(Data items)
########################################
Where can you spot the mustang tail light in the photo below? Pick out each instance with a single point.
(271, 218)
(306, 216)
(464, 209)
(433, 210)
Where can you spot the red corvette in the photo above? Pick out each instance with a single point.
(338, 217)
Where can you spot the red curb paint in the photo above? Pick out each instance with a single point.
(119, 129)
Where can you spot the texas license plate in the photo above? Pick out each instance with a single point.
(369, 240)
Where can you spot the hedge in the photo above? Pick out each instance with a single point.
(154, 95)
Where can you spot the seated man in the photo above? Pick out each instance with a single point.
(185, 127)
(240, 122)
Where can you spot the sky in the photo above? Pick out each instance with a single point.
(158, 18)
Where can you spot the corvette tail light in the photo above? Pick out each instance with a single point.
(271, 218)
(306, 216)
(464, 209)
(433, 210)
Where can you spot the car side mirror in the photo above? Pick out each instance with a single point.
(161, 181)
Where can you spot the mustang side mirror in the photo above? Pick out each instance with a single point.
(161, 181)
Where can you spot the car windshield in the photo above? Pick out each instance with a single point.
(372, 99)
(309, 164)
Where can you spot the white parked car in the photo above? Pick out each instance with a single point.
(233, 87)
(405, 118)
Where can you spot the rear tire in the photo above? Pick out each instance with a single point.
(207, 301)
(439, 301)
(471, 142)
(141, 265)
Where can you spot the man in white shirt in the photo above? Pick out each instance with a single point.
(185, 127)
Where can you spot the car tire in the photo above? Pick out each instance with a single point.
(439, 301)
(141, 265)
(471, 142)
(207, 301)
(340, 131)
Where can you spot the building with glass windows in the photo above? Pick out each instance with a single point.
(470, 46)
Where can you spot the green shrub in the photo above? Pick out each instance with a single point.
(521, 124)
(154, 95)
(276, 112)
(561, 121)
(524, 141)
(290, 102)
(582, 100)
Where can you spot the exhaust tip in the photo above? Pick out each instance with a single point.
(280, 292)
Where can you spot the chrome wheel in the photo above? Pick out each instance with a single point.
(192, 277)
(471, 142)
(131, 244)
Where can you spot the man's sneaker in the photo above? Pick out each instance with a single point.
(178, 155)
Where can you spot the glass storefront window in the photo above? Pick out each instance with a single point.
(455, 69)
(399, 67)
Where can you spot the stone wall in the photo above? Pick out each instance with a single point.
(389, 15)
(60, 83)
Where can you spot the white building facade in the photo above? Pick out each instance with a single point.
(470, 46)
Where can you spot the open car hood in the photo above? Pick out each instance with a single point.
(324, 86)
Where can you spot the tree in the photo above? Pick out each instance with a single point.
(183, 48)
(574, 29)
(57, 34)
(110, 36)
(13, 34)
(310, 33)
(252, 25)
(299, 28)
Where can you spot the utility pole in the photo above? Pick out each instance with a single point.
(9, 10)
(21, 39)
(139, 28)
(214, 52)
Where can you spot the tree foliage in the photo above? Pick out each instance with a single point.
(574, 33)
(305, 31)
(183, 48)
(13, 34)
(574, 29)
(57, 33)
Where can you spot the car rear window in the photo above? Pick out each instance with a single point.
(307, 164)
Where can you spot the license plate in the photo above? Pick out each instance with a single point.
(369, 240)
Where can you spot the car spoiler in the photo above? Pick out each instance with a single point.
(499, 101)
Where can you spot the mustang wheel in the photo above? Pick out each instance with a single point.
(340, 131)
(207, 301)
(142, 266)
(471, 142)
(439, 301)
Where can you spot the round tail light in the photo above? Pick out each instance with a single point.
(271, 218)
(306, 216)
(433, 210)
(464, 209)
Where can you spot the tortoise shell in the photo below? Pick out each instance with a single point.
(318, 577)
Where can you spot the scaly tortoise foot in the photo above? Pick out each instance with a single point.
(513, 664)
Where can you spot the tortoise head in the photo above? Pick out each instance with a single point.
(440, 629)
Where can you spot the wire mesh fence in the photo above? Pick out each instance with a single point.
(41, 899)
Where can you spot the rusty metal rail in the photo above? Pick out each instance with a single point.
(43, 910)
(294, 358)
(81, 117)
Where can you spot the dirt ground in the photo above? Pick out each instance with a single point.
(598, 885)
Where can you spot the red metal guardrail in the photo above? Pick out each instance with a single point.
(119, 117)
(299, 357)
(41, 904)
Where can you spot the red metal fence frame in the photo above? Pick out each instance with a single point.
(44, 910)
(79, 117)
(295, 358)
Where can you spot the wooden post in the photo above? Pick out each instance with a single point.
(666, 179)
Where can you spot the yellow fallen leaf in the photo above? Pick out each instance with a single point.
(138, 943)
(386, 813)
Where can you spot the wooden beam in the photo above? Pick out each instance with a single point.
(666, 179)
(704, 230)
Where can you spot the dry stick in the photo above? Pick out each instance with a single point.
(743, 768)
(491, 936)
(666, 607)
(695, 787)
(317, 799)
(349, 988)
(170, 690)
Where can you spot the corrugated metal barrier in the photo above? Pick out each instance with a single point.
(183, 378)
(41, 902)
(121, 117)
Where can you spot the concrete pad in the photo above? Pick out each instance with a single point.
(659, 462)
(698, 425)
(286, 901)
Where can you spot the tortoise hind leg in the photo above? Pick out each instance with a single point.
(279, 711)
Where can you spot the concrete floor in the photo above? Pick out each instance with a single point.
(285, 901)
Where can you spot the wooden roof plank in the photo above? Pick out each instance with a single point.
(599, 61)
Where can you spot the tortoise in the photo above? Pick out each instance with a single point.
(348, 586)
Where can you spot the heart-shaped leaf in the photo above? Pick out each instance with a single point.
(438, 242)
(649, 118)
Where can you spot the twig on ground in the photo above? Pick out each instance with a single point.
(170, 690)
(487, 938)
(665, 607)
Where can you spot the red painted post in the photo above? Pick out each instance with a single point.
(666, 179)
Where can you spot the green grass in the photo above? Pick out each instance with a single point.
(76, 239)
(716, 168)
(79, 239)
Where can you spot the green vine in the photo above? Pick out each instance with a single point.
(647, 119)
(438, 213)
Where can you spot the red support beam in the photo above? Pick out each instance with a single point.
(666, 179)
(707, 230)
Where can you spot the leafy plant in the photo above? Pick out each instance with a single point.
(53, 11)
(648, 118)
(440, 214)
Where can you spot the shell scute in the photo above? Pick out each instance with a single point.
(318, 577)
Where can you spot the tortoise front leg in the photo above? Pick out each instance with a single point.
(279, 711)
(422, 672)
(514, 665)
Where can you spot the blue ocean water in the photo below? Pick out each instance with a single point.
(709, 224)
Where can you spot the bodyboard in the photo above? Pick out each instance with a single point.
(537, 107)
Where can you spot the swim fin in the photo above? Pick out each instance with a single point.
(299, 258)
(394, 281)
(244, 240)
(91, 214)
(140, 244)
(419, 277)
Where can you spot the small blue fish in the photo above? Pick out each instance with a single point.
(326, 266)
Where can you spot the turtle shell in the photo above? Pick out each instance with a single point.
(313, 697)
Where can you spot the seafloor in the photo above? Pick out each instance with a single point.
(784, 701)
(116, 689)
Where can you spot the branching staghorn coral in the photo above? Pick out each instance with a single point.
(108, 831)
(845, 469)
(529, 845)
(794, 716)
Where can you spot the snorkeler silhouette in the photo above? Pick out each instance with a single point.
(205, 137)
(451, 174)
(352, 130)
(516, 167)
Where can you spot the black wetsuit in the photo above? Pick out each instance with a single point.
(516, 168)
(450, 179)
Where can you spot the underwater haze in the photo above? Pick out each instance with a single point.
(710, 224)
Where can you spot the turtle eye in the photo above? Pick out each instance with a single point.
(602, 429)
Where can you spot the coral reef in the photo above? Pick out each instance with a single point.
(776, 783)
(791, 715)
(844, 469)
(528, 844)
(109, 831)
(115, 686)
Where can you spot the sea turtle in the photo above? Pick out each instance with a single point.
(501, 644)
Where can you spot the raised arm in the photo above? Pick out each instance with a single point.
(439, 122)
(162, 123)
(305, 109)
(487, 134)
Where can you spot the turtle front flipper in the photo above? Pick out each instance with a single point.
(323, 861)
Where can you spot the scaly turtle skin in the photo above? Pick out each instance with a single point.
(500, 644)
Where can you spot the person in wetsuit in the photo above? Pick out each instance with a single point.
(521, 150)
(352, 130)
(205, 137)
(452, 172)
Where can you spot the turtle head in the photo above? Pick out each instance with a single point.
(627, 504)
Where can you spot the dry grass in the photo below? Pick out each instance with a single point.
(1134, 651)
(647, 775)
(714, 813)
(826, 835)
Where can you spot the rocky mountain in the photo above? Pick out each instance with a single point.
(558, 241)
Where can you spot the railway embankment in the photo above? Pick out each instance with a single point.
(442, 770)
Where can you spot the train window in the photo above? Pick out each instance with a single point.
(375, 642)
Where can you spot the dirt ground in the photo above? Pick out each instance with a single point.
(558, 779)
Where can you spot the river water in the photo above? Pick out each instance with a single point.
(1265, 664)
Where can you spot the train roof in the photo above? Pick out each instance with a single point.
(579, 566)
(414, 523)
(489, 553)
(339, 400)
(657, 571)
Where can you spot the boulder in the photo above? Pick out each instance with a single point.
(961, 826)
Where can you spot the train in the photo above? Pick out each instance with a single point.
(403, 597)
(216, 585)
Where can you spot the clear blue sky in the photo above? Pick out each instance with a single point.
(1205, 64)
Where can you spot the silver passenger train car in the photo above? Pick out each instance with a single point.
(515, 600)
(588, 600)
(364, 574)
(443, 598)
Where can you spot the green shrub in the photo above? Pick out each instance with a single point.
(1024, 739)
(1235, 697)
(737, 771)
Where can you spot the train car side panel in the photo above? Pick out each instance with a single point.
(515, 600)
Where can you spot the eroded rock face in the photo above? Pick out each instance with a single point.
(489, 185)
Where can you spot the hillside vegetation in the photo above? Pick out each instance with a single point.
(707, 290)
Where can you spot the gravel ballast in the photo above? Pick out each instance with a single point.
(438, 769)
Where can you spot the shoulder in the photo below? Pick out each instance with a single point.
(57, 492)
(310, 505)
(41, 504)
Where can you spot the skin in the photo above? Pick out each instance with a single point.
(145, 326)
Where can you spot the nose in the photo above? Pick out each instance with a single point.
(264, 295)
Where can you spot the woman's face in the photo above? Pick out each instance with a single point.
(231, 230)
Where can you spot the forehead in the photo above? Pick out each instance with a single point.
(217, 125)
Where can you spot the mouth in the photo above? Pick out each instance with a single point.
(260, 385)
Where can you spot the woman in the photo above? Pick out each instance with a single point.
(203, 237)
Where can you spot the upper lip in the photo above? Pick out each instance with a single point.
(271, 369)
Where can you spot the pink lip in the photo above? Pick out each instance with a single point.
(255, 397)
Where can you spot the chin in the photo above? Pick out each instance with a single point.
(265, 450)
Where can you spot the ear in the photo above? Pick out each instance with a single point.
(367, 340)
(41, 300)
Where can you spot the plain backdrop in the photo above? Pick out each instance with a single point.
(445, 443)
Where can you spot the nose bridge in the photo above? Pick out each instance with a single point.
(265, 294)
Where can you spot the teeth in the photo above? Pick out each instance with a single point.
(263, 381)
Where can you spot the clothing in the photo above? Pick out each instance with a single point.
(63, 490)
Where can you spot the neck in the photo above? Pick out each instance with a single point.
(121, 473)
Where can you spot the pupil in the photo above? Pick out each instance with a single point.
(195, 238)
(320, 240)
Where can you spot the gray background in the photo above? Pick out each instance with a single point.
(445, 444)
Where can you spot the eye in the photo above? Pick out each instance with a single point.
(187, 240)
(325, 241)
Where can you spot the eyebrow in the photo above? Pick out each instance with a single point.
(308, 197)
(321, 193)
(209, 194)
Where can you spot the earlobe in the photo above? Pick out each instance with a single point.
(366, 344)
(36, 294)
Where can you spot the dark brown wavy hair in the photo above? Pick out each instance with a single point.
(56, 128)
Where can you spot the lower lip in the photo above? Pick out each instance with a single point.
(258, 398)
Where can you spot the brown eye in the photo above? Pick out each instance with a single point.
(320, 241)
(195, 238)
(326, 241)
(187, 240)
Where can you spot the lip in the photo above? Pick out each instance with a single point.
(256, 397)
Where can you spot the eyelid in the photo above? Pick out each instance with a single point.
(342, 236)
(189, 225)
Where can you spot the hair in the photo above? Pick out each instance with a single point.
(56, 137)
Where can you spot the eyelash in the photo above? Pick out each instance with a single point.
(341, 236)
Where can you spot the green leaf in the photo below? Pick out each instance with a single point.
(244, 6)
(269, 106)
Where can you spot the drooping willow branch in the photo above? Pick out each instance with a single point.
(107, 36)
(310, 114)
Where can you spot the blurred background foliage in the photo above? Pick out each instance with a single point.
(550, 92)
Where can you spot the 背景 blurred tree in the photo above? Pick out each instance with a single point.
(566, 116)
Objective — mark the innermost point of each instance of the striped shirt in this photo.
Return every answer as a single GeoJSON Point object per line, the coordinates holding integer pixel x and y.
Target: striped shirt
########################################
◆ **REQUIREMENTS**
Reproduce the rows between the lines holding "Where can you spot the person" and "(1265, 664)", inclusive, changing "Pick out" to "Mark" throughout and leaving everything else unchanged.

◆ **FINISHED ANSWER**
Where can you spot the person in wetsuit in the photo above? Mark each instance with a single point.
(521, 150)
(352, 130)
(205, 137)
(452, 172)
Where can you spot the turtle head in the photo above? Mark each instance with a single point.
(627, 504)
Where can you spot the dry grass in the photo below? Mark each instance with a single point.
(1134, 651)
(647, 775)
(714, 813)
(826, 835)
Where can you spot the rocky mountain in the photo above? Mark each instance with a single point.
(558, 241)
Where can you spot the railway embankment in the photo above? Mark each instance with a single point.
(442, 770)
Where can you spot the train window in the photo above? Mark each instance with a single point.
(375, 642)
Where can you spot the dirt ground in the photo above? Mark each instance with a single point.
(558, 779)
Where can you spot the river water in the photo above? Mark each instance with a single point.
(1265, 664)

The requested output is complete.